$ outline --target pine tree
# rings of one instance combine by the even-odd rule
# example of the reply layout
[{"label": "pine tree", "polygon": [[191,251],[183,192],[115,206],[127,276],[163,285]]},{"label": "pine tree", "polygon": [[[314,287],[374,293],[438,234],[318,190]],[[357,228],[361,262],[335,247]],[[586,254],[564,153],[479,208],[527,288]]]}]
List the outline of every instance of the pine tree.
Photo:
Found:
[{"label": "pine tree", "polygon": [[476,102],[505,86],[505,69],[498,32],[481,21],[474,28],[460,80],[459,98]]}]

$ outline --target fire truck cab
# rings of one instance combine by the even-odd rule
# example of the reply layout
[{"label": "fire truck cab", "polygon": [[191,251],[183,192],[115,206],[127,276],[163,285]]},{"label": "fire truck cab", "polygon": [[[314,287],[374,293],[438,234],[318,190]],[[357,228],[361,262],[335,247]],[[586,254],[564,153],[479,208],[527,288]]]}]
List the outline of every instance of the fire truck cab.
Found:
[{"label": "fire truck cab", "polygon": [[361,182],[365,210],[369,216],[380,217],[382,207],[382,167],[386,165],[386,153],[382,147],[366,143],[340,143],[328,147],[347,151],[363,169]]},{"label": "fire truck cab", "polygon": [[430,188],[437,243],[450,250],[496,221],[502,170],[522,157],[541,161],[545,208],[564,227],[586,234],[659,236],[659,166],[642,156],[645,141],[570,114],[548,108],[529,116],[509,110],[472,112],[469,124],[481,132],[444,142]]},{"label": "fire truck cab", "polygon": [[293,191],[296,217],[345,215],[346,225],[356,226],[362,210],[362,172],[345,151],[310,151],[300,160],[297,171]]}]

Work instructions:
Copy each of the entries above line for line, without changing a single character.

The reply:
$ outline --target pine tree
# rings of one instance combine by the even-odd rule
# example of the reply layout
[{"label": "pine tree", "polygon": [[191,251],[183,192],[115,206],[127,276],[163,285]]},{"label": "pine tree", "polygon": [[[314,287],[374,293],[438,234],[318,190]],[[357,228],[361,262],[335,247]],[[586,254],[564,153],[479,208],[527,288]]]}]
List the outline of every instance of the pine tree.
Photo:
Found:
[{"label": "pine tree", "polygon": [[476,102],[505,86],[505,69],[498,32],[481,21],[474,28],[460,80],[459,98]]}]

$ outline --target fire truck cab
# rings of one instance combine by the even-odd rule
# example of the reply layout
[{"label": "fire truck cab", "polygon": [[191,251],[183,192],[115,206],[127,276],[163,285]]},{"label": "fire truck cab", "polygon": [[[314,287],[374,293],[438,234],[318,190]],[[357,228],[361,262],[335,247]],[[586,254],[564,153],[479,208],[527,288]]]}]
List the outline of every instance of the fire truck cab.
Found:
[{"label": "fire truck cab", "polygon": [[361,182],[365,210],[369,216],[380,217],[382,207],[382,167],[386,165],[386,153],[382,147],[366,143],[340,143],[328,147],[347,151],[363,169]]},{"label": "fire truck cab", "polygon": [[430,188],[437,243],[450,250],[496,221],[502,170],[522,157],[541,161],[545,208],[564,227],[586,234],[659,236],[659,166],[642,156],[645,141],[570,114],[548,108],[529,116],[509,110],[472,112],[469,124],[481,132],[444,142]]},{"label": "fire truck cab", "polygon": [[293,191],[296,217],[345,215],[346,225],[356,226],[362,210],[362,172],[345,151],[310,151],[300,160],[297,171]]}]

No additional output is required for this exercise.